Trecho selecionado:
★ ★ ★ ★ ★ ★ ★

As estratégias, enfim, devem incluir a priorização das relações raciais como tema na área dos direitos humanos. Os princípios universalistas devem ser universalizados e os direitos dos negros não podem ser diluídos nos conceitos gerais dos direitos humanos e dos direitos sociais.

O conjunto da sociedade brasileira precisa ter acesso e oportunidade de participar de tal processo como participa hoje, de forma crescente, das discussões gerais sobre direitos humanos. É importante que a nação perceba que não basta ser emergente no topo, que a pirâmide social foi criada por desigualdades históricas que imobilizam uma parte do conjunto social e que, se não houver investimentos específicos, destinados a reparar as desigualdades históricas, a população afro-brasileira continuará como uma maioria imobilizada, desmobilizada e indiferente. Perde o Estado, perde o conjunto social, perde a nação.

★ ★ ★ ★ ★ ★ ★

Amostras de dados:
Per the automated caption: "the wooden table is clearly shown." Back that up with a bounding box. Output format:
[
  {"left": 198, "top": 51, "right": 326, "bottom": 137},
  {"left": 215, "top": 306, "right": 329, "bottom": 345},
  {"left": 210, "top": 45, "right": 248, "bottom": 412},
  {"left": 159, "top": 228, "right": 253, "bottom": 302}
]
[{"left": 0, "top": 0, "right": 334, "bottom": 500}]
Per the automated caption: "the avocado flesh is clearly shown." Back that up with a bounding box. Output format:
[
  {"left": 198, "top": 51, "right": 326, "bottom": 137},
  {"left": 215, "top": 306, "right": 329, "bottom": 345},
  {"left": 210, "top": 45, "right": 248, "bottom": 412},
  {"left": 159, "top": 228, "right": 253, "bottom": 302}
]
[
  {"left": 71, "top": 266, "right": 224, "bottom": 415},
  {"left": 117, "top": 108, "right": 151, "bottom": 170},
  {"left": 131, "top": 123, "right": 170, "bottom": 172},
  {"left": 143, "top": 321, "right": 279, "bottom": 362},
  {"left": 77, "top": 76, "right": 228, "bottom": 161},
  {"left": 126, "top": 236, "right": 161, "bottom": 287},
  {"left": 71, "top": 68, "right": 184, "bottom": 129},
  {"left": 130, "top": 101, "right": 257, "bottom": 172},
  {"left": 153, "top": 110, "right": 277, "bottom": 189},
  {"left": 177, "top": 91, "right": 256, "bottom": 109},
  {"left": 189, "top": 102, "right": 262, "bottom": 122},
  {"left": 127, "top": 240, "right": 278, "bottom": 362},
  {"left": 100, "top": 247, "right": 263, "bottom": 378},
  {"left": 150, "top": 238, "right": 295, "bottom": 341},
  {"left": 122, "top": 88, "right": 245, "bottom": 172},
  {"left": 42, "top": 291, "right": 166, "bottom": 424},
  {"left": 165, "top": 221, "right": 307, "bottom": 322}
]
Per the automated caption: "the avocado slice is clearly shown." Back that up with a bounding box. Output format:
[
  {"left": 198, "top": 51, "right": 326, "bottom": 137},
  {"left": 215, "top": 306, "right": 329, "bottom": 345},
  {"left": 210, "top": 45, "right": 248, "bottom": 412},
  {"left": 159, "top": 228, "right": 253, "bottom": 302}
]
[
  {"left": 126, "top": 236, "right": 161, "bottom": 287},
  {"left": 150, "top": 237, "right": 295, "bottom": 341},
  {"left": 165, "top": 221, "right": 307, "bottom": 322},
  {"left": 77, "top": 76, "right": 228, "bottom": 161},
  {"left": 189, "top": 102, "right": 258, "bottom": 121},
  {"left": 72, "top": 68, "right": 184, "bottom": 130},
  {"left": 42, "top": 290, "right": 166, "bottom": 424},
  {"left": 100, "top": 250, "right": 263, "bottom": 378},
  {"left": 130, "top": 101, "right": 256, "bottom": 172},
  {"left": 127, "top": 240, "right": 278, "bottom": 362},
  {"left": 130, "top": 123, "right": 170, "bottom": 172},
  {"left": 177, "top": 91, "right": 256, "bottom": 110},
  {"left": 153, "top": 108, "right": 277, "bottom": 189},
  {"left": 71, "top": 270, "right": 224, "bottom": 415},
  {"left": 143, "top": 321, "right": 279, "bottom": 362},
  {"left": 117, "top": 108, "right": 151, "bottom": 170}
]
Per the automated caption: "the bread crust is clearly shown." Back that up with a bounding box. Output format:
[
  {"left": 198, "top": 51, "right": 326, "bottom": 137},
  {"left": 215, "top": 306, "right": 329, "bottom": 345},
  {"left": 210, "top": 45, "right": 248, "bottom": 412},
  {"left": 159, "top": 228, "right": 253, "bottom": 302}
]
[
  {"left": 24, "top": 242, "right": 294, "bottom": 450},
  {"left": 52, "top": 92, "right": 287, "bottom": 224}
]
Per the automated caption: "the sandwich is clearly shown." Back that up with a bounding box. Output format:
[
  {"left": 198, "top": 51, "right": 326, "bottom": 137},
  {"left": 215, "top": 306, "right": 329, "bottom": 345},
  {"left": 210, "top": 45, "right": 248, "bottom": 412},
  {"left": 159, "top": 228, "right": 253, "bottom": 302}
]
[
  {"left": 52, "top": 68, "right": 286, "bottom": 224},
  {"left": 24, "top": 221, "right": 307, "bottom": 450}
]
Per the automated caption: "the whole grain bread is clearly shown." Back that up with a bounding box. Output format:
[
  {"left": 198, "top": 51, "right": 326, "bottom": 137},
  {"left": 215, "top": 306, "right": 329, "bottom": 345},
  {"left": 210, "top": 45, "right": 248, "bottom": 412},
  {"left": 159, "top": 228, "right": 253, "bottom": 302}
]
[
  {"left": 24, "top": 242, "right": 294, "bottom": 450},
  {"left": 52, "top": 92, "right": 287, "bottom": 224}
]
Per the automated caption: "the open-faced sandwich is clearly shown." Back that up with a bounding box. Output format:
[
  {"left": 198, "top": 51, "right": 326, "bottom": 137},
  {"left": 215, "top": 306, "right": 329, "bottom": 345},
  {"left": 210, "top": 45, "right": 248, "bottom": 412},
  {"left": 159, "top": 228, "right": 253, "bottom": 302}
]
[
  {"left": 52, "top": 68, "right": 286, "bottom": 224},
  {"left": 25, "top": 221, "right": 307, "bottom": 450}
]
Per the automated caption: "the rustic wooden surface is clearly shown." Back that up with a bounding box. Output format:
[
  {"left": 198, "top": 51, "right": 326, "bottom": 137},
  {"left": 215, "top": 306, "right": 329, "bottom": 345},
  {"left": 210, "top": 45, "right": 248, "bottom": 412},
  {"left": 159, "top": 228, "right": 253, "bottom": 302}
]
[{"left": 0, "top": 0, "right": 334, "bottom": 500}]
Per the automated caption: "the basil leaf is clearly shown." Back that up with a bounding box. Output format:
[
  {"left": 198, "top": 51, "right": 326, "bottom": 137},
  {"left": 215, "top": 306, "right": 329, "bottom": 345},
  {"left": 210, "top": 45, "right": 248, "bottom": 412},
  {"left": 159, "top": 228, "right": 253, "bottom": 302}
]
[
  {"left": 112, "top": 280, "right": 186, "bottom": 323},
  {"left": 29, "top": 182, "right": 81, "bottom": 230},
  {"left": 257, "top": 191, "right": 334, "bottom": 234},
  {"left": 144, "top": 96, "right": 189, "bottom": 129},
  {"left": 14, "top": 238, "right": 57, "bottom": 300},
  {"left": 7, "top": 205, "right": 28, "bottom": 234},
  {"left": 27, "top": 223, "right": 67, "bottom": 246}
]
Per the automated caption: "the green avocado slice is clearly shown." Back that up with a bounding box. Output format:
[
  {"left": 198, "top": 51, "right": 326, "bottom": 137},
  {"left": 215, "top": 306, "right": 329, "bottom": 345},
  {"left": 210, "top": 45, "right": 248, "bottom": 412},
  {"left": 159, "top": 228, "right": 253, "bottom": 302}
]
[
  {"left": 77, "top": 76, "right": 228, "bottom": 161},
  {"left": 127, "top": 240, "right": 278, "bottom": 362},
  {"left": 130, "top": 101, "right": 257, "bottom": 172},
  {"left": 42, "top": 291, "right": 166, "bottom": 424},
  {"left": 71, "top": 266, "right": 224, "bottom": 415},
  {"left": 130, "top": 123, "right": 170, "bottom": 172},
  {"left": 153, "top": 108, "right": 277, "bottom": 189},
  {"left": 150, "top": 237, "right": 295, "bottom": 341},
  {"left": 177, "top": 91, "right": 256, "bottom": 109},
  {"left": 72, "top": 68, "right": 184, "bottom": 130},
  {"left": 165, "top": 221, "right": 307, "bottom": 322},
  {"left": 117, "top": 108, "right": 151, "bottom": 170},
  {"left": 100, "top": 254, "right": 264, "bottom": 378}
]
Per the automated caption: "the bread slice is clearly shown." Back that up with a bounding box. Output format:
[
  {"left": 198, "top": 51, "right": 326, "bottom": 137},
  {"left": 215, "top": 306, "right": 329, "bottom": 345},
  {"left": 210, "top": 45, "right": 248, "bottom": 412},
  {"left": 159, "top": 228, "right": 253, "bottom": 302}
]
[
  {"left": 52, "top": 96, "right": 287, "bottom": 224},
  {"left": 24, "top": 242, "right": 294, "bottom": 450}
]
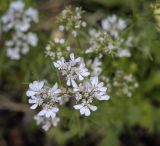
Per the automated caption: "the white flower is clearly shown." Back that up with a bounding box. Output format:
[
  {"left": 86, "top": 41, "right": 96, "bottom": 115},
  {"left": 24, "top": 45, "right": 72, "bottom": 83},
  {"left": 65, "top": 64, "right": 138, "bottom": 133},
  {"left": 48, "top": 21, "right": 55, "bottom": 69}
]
[
  {"left": 90, "top": 57, "right": 102, "bottom": 76},
  {"left": 73, "top": 100, "right": 97, "bottom": 116},
  {"left": 34, "top": 115, "right": 60, "bottom": 131},
  {"left": 53, "top": 57, "right": 67, "bottom": 70},
  {"left": 74, "top": 77, "right": 110, "bottom": 100},
  {"left": 25, "top": 8, "right": 39, "bottom": 23},
  {"left": 27, "top": 32, "right": 38, "bottom": 47},
  {"left": 117, "top": 49, "right": 131, "bottom": 58},
  {"left": 54, "top": 53, "right": 89, "bottom": 87},
  {"left": 90, "top": 77, "right": 110, "bottom": 100},
  {"left": 10, "top": 1, "right": 24, "bottom": 11},
  {"left": 48, "top": 83, "right": 61, "bottom": 102},
  {"left": 26, "top": 81, "right": 44, "bottom": 97},
  {"left": 38, "top": 105, "right": 59, "bottom": 118},
  {"left": 28, "top": 96, "right": 43, "bottom": 109},
  {"left": 7, "top": 48, "right": 20, "bottom": 60}
]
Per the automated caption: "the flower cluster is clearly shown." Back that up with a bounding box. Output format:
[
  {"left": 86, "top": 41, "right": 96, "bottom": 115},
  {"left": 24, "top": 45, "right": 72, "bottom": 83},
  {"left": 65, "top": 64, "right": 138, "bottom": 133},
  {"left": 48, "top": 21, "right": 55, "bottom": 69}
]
[
  {"left": 58, "top": 7, "right": 87, "bottom": 37},
  {"left": 1, "top": 1, "right": 38, "bottom": 60},
  {"left": 101, "top": 15, "right": 127, "bottom": 38},
  {"left": 27, "top": 53, "right": 109, "bottom": 130},
  {"left": 26, "top": 81, "right": 61, "bottom": 130},
  {"left": 112, "top": 70, "right": 139, "bottom": 97},
  {"left": 27, "top": 7, "right": 138, "bottom": 130}
]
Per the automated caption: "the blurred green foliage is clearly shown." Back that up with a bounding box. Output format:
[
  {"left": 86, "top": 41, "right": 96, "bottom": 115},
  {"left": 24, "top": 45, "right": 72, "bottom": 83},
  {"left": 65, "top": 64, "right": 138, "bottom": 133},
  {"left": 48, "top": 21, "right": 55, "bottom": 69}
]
[{"left": 0, "top": 0, "right": 160, "bottom": 146}]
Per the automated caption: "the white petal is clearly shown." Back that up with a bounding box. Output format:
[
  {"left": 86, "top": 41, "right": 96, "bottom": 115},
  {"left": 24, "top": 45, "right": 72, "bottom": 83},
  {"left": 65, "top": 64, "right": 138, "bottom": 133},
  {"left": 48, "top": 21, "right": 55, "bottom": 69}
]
[
  {"left": 84, "top": 107, "right": 91, "bottom": 116},
  {"left": 71, "top": 80, "right": 78, "bottom": 88},
  {"left": 79, "top": 74, "right": 84, "bottom": 81},
  {"left": 52, "top": 107, "right": 59, "bottom": 113},
  {"left": 99, "top": 95, "right": 110, "bottom": 100},
  {"left": 30, "top": 104, "right": 38, "bottom": 109},
  {"left": 89, "top": 105, "right": 97, "bottom": 111},
  {"left": 70, "top": 53, "right": 74, "bottom": 61},
  {"left": 38, "top": 110, "right": 46, "bottom": 116},
  {"left": 91, "top": 77, "right": 98, "bottom": 86},
  {"left": 80, "top": 107, "right": 85, "bottom": 115}
]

★ ★ ★ ★ ★ ★ ★

Instruções do exercício:
• 1. Responda às perguntas abaixo com base no trecho selecionado.
(a) Em que área as relações raciais devem ser priorizadas como tema?
(b) Em que conceitos os direitos dos negros não podem ser diluídos?
(c) Como continuará a população afro-brasileira se não houver investimentos específicos?
• 2. Informe apenas o número de linhas das entradas que contêm a palavra "green", diferenciando maiúsculas de minúsculas.

Soluções:
• 1.
(a) Na área dos direitos humanos.
(b) Nos conceitos gerais dos direitos humanos e dos direitos sociais.
(c) Como uma maioria imobilizada, desmobilizada e indiferente.

• 2. 2